━━━━━ PASSAGE GIVEN
SQL Window Functions
In this article, we’ll go over SQL window functions and how to use them when writing SQL queries.
Writing well-structured, efficient SQL queries is no easy task. It requires a thorough knowledge of all SQL functions and statements, so that you can apply them in your everyday job to solve problems efficiently. In this article, we’ll talk about SQL window functions, which offer a lot of utility to solve common problems, but they are often overlooked.
SQL window functions are very versatile, and can be used to address many different problems in SQL.
Almost all companies ask interview questions that require at least some knowledge of window functions to answer. So if you’re preparing for a data science interview, it’s a good idea to refresh your knowledge of window functions in SQL. In this article, we will focus on the basics. If you’d like to gain a deeper understanding, read this ultimate guide to SQL window functions.
Having a good grasp of window functions can also help you write efficient and optimized SQL queries to address problems you encounter in your everyday job.
━━━━━━━━━━
━━━━━ EXTRACTED ENTRIES
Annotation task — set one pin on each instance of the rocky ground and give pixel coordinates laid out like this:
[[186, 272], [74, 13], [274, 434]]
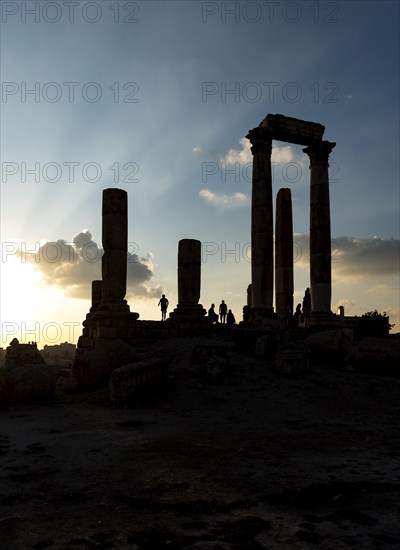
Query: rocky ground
[[252, 461]]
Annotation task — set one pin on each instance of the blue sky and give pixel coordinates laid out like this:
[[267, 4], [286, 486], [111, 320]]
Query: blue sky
[[165, 117]]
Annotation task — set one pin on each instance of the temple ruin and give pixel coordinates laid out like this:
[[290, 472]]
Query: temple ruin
[[310, 134]]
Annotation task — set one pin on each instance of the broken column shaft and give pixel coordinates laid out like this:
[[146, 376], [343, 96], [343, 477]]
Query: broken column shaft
[[283, 253], [262, 262]]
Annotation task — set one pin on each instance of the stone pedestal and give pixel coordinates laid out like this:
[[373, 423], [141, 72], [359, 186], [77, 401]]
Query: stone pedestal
[[262, 264], [283, 253], [320, 229]]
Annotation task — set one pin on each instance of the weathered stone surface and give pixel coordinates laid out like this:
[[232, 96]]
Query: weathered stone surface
[[293, 130], [189, 314], [216, 368], [330, 344], [376, 354], [94, 366], [97, 291], [129, 380], [27, 383], [18, 355], [115, 243], [245, 336], [320, 226], [189, 271], [284, 285], [267, 345], [293, 360], [262, 261], [201, 353]]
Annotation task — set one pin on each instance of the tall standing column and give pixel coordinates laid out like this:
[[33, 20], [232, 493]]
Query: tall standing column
[[283, 253], [189, 271], [262, 262], [320, 227], [189, 281], [115, 243]]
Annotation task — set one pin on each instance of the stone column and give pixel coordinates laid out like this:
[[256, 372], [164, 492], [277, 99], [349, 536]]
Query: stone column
[[189, 271], [115, 243], [189, 279], [97, 291], [262, 262], [283, 253], [320, 227]]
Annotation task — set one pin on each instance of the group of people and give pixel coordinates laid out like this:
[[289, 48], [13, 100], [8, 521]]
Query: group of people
[[225, 314], [302, 312]]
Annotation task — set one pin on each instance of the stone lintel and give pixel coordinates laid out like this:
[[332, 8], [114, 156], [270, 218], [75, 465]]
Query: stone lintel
[[292, 130]]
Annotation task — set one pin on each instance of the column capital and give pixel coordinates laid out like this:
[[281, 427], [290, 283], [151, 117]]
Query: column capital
[[261, 140], [319, 151]]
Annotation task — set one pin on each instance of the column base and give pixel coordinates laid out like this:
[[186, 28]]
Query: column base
[[263, 311], [324, 320], [188, 312]]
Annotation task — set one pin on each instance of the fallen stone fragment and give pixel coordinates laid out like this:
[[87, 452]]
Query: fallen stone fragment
[[27, 383], [129, 380]]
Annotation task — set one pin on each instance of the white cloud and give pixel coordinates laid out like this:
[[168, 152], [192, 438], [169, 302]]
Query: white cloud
[[72, 267], [244, 155], [224, 201], [354, 259]]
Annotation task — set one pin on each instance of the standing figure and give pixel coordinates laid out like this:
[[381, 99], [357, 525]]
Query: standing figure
[[296, 316], [307, 307], [230, 318], [223, 308], [164, 306], [212, 315]]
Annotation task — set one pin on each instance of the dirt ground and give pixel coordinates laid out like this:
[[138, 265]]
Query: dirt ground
[[254, 461]]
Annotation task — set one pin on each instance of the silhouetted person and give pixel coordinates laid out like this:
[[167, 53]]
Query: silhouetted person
[[246, 314], [296, 316], [230, 318], [164, 306], [223, 308], [212, 315], [307, 307], [289, 315]]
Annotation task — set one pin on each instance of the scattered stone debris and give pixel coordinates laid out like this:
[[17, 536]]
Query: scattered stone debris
[[130, 380]]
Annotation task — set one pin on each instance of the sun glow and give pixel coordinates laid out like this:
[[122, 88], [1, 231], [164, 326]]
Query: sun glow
[[31, 311]]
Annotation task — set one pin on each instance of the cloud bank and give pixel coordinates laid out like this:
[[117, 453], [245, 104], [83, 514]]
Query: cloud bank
[[355, 259], [224, 201], [72, 266]]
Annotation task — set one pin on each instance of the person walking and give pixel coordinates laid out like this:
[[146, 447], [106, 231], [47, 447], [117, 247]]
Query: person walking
[[164, 306], [230, 318], [223, 308]]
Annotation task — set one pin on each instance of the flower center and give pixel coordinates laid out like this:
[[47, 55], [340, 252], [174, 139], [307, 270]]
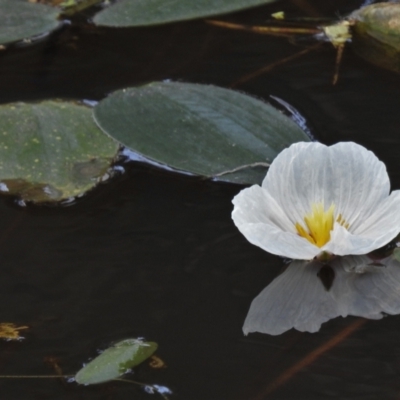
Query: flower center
[[319, 224]]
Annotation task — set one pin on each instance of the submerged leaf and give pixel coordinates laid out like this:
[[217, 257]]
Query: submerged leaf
[[201, 129], [51, 151], [21, 20], [115, 361], [151, 12], [10, 331]]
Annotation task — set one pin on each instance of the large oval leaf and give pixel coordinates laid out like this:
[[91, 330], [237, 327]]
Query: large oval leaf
[[201, 129], [115, 361], [52, 150], [152, 12], [20, 20], [376, 34]]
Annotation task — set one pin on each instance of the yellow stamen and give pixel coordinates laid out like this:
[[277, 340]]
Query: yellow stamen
[[319, 224]]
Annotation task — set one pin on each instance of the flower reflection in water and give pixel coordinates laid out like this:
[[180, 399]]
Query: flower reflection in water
[[299, 299]]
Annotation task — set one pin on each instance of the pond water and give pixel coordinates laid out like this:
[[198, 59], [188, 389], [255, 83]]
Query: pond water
[[155, 254]]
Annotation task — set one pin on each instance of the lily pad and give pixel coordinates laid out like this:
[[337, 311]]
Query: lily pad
[[51, 151], [115, 361], [152, 12], [376, 34], [21, 20], [201, 129]]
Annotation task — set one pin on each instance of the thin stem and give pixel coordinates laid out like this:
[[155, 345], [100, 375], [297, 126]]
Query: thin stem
[[266, 30], [231, 171], [339, 56], [35, 376]]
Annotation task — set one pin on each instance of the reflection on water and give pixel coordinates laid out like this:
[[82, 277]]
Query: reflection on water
[[299, 298]]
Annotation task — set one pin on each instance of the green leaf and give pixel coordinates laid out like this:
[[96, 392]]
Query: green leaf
[[376, 34], [21, 20], [115, 361], [152, 12], [51, 151], [202, 129]]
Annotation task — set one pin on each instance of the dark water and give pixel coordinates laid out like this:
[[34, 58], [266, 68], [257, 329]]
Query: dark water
[[156, 254]]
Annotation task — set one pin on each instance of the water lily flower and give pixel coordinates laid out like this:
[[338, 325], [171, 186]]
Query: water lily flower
[[320, 199]]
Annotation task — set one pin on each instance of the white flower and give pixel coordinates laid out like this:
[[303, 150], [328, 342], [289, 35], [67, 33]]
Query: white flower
[[298, 299], [318, 199]]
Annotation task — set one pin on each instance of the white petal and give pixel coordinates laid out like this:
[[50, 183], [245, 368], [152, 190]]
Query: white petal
[[345, 174], [261, 220], [384, 222], [343, 242], [295, 299]]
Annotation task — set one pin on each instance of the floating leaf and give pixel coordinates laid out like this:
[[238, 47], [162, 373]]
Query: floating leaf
[[115, 361], [50, 151], [201, 129], [376, 34], [151, 12], [21, 20]]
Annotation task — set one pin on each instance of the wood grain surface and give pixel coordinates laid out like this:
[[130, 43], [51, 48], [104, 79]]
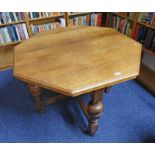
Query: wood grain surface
[[77, 60]]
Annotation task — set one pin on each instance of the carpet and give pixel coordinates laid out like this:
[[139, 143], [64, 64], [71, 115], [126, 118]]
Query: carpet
[[128, 117]]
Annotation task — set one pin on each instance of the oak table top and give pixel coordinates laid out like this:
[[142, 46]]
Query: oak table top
[[77, 60]]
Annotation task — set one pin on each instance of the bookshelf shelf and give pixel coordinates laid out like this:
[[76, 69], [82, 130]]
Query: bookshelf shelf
[[12, 23], [42, 18], [149, 26], [78, 14], [11, 43], [117, 14]]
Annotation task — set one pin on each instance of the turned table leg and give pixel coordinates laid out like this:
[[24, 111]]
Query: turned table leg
[[36, 93], [95, 109]]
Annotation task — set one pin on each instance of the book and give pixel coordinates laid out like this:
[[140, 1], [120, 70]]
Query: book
[[120, 24], [45, 27], [145, 17], [9, 17], [34, 15], [13, 33]]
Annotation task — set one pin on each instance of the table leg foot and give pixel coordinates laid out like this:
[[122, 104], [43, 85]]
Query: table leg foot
[[95, 108], [36, 93]]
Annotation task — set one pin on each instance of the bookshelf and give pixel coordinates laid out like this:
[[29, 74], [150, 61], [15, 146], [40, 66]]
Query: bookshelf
[[147, 75], [6, 49]]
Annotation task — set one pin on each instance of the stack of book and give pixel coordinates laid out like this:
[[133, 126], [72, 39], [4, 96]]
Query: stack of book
[[13, 33], [80, 20], [96, 19], [131, 15], [145, 17], [145, 36], [120, 24], [9, 17], [45, 27], [33, 15], [74, 12]]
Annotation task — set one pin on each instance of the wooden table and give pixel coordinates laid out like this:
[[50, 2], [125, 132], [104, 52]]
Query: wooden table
[[74, 61]]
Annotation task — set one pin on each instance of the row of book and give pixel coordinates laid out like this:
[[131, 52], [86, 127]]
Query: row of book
[[145, 36], [93, 20], [13, 33], [33, 15], [45, 27], [9, 17], [120, 24], [145, 17], [131, 15]]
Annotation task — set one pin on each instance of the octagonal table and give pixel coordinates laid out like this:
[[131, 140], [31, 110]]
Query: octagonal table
[[74, 61]]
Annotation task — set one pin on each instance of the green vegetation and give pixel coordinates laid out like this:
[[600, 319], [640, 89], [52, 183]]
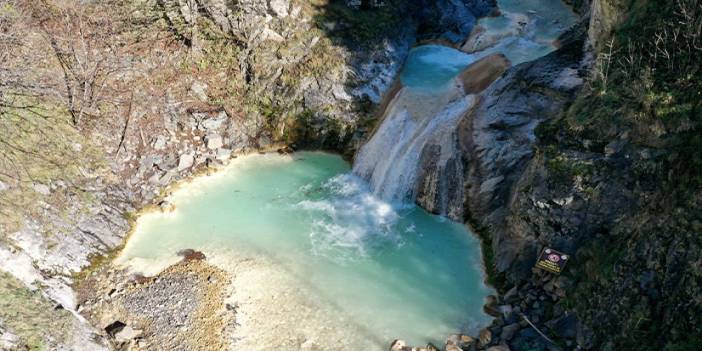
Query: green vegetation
[[40, 147], [648, 85], [31, 317]]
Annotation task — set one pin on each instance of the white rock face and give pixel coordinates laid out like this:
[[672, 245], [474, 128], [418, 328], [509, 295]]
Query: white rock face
[[8, 341], [186, 161], [214, 141], [279, 7], [224, 154], [127, 334], [199, 90], [160, 142], [42, 189]]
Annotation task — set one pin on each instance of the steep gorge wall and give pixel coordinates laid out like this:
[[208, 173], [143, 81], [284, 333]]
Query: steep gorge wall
[[544, 166]]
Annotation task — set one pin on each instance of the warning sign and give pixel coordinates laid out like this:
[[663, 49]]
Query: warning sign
[[552, 261]]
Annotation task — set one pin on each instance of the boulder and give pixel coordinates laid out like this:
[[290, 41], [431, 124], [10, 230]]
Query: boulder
[[160, 142], [127, 334], [279, 7], [199, 90], [223, 154], [509, 331], [485, 337], [42, 188], [215, 122]]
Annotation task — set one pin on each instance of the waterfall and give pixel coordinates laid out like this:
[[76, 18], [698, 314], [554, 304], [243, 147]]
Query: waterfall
[[414, 120], [414, 152]]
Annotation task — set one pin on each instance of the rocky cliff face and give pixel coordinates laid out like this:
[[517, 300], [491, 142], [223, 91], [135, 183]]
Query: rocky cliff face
[[187, 84], [544, 166]]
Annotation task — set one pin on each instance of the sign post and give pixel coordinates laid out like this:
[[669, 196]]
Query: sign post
[[552, 261]]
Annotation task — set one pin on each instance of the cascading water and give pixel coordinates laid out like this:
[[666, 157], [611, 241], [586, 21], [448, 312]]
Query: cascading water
[[426, 111], [321, 262]]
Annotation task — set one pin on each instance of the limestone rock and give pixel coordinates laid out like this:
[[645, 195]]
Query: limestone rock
[[127, 333], [214, 141], [279, 7], [159, 143], [42, 189], [186, 161], [199, 90]]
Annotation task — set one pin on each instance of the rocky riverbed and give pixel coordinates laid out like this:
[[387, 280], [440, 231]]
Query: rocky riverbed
[[181, 308], [191, 84]]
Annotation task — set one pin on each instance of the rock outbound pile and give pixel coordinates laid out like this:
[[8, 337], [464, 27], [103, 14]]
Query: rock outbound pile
[[181, 308]]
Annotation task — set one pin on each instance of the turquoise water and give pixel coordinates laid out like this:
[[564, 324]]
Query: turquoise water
[[524, 31], [432, 67], [381, 271]]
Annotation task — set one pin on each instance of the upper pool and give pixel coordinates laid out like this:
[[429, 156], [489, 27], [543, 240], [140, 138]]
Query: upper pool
[[316, 257], [523, 31]]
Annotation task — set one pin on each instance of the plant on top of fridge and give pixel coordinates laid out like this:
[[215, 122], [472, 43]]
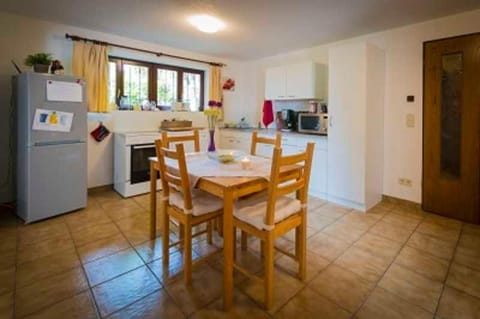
━━━━━━━━━━
**INSTRUCTIONS:**
**1)** Condense the paragraph of the passage on SQL window functions that begins "Almost all companies ask interview questions" into two shorter sentences, keeping its main facts.
**2)** Update the part of the passage on SQL window functions that opens with the words containing "Writing well-structured, efficient" and closes with "SQL window functions.", putting "flexible" in place of "versatile".
These entries have no connection to the passage on SQL window functions.

**IN RESPONSE:**
**1)** Most companies ask interview questions that call for some knowledge of window functions, so anyone preparing for a data science interview should review them. The article covers only the basics, and an ultimate guide to SQL window functions offers deeper understanding.

**2)**
Writing well-structured, efficient SQL queries is no easy task. It requires a thorough knowledge of all SQL functions and statements, so that you can apply them in your everyday job to solve problems efficiently. In this article, we’ll talk about SQL window functions, which offer a lot of utility to solve common problems, but they are often overlooked.
SQL window functions are very flexible, and can be used to address many different problems in SQL.
Almost all companies ask interview questions that require at least some knowledge of window functions to answer. So if you’re preparing for a data science interview, it’s a good idea to refresh your knowledge of window functions in SQL. In this article, we will focus on the basics. If you’d like to gain a deeper understanding, read this ultimate guide to SQL window functions.